[Rows from a pointing dataset]
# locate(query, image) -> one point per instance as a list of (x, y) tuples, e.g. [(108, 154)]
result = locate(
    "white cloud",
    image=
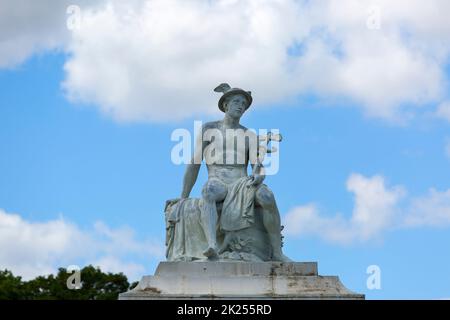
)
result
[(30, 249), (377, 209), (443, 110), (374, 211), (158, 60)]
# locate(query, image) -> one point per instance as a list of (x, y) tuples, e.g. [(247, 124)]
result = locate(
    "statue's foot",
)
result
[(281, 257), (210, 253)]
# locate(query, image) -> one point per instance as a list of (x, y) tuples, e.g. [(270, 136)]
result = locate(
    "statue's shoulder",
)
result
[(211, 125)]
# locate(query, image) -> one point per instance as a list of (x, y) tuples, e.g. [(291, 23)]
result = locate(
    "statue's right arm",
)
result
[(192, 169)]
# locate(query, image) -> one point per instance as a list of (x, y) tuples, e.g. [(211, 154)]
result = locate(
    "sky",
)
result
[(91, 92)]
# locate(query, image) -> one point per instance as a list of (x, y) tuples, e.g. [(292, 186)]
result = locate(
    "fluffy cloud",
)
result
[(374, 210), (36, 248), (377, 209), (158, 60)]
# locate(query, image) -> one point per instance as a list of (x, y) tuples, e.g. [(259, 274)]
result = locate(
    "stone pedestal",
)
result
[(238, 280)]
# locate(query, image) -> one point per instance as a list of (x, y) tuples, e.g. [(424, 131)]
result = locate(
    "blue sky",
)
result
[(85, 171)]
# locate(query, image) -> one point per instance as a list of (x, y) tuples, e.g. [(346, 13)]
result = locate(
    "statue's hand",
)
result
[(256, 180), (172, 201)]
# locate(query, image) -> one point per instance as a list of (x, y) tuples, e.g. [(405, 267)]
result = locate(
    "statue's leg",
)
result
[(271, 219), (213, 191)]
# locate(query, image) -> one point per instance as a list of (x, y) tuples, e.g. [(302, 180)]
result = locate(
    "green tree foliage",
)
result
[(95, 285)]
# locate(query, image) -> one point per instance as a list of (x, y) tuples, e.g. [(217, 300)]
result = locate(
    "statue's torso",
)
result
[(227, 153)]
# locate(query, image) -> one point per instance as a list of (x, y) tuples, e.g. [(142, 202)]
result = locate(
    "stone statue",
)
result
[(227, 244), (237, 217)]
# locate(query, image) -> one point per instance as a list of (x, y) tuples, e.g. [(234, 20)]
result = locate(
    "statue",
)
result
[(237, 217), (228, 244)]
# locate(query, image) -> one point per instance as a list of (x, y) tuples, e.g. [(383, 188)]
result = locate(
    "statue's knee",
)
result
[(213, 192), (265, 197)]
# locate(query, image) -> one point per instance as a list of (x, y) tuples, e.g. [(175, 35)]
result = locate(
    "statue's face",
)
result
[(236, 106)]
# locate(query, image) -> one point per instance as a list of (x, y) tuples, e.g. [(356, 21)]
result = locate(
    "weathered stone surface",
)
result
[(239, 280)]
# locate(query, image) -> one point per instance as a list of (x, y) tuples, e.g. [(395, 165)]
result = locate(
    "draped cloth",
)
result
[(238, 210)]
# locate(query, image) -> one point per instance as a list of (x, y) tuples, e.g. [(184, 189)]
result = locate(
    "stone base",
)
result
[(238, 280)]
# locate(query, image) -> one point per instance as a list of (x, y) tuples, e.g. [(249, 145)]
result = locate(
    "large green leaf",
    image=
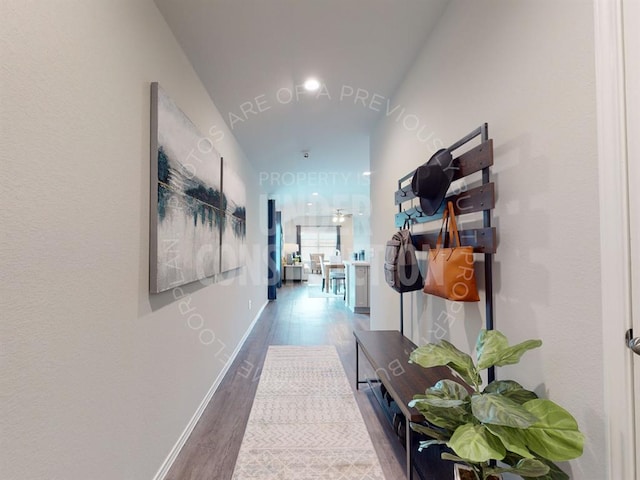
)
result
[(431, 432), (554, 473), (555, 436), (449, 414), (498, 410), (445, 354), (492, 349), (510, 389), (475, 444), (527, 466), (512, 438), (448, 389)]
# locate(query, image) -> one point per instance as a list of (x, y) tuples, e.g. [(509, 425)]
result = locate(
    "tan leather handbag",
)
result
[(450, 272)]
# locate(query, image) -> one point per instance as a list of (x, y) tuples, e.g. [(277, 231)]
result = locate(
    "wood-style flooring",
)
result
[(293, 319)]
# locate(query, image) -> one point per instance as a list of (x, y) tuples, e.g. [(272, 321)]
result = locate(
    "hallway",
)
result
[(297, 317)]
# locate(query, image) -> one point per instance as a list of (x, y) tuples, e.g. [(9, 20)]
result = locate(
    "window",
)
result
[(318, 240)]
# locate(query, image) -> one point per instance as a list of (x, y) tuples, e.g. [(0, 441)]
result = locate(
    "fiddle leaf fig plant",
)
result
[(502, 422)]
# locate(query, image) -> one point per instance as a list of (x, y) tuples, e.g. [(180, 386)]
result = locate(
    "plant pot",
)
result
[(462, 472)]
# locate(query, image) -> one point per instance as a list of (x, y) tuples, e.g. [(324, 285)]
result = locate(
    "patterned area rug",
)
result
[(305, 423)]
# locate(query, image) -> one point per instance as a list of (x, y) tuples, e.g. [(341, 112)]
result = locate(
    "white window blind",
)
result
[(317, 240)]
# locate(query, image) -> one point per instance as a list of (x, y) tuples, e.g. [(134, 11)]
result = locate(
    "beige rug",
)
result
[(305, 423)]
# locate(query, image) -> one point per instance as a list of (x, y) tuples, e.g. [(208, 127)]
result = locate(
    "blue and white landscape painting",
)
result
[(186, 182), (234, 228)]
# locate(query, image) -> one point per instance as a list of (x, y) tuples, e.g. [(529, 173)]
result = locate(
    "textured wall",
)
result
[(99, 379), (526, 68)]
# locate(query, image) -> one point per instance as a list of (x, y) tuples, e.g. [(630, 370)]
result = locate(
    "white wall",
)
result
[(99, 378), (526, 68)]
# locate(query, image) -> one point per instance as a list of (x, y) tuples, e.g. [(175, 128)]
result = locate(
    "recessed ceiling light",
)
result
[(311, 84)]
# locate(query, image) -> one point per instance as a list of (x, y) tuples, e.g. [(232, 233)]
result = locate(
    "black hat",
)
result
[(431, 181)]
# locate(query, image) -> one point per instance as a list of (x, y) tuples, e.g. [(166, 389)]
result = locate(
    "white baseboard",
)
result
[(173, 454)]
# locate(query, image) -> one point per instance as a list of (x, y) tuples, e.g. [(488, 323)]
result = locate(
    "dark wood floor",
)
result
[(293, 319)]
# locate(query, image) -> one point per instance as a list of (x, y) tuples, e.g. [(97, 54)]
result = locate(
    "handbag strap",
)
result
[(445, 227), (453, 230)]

---

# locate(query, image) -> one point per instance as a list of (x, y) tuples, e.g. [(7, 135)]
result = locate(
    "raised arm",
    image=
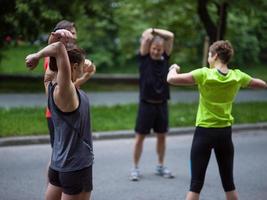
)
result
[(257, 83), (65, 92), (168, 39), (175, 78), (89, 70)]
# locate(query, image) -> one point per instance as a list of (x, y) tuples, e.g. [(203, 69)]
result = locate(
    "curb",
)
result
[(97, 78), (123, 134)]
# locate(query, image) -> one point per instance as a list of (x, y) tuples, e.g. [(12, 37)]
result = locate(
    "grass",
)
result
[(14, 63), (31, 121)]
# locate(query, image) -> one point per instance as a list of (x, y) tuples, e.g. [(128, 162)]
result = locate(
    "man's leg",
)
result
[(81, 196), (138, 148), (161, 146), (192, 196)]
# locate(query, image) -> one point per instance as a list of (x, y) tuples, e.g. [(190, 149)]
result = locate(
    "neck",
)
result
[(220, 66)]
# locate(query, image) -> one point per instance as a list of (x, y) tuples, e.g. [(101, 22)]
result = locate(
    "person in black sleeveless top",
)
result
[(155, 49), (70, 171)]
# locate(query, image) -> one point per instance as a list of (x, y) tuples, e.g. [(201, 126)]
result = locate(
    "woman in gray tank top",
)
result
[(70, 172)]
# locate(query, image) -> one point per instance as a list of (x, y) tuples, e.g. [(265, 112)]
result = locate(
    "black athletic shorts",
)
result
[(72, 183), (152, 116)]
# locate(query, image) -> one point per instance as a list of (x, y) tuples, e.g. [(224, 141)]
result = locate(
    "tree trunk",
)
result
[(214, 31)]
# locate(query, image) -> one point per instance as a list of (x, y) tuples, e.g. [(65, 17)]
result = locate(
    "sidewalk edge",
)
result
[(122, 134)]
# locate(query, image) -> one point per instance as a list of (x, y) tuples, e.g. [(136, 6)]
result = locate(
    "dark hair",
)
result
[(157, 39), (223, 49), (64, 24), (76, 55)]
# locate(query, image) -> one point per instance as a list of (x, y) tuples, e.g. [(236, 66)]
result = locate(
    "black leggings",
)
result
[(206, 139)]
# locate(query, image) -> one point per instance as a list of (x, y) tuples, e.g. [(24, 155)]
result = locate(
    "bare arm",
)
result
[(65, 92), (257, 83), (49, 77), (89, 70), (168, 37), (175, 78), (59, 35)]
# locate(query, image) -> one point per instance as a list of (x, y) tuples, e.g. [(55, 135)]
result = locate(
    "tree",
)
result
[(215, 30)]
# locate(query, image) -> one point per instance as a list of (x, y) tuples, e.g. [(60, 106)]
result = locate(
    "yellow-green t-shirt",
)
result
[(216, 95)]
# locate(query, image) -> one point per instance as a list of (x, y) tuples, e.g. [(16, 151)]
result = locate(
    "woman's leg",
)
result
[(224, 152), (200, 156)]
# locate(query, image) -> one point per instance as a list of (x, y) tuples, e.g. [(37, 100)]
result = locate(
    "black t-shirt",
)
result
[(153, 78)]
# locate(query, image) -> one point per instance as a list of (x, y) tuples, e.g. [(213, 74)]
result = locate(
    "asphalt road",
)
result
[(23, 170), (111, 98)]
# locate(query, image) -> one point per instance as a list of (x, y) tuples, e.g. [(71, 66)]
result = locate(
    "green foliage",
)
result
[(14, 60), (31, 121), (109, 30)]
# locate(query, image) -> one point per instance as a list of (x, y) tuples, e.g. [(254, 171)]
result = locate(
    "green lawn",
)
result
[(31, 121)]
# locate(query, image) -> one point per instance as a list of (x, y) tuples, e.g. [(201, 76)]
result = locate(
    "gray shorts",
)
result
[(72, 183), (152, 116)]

**DIRECTIONS:** Rewrite the lines between the one holding "e.g. [(108, 154)]" and the one holding "[(256, 180), (172, 201)]", inclusive, replacing "statue's" with "sculpture's" and keeping everything else the same. Omit the pictures from your answer.

**SOLVED EXERCISE:**
# locate(query, image) -> one point per instance as a list of (x, y) tuples, e.g. [(108, 154)]
result = locate(
    "white cloud",
    image=
)
result
[(30, 249), (377, 209), (443, 110), (374, 211), (158, 60)]
# locate(query, image) -> one point per instance as a list of (x, y) tuples, e.g. [(247, 124)]
result = locate(
    "sculpture's foot",
)
result
[(281, 257), (210, 253)]
# locate(query, image) -> one point per instance as a list of (x, y) tuples, e.g. [(270, 136)]
result = locate(
    "sculpture's shoulder",
)
result
[(211, 125)]
# locate(query, image) -> one point per instance as a list of (x, y) tuples, e.g. [(291, 23)]
result = locate(
    "sculpture's right arm",
)
result
[(192, 169)]
# locate(query, image) -> one point per instance as a list of (x, y) tuples, e.g. [(211, 154)]
result = locate(
    "sky",
)
result
[(91, 92)]
# locate(query, image) -> one point per instance as a list of (x, y) tuples, e.g. [(292, 186)]
result = locate(
    "fluffy cloud",
)
result
[(374, 210), (36, 248), (377, 209), (158, 60)]
# locate(query, image) -> one point per instance as a list of (x, y) tuples, e.g. [(259, 274)]
result = locate(
    "stone pedestal",
)
result
[(238, 280)]
# locate(query, image) -> one point per instance as a list of (x, y) tuples, e.g. [(424, 131)]
result = locate(
    "blue sky",
)
result
[(85, 171)]
# locate(query, image) -> one point per instance as a list of (x, y) tuples, e.g. [(346, 13)]
result = locate(
    "sculpture's hand",
)
result
[(256, 180), (172, 201)]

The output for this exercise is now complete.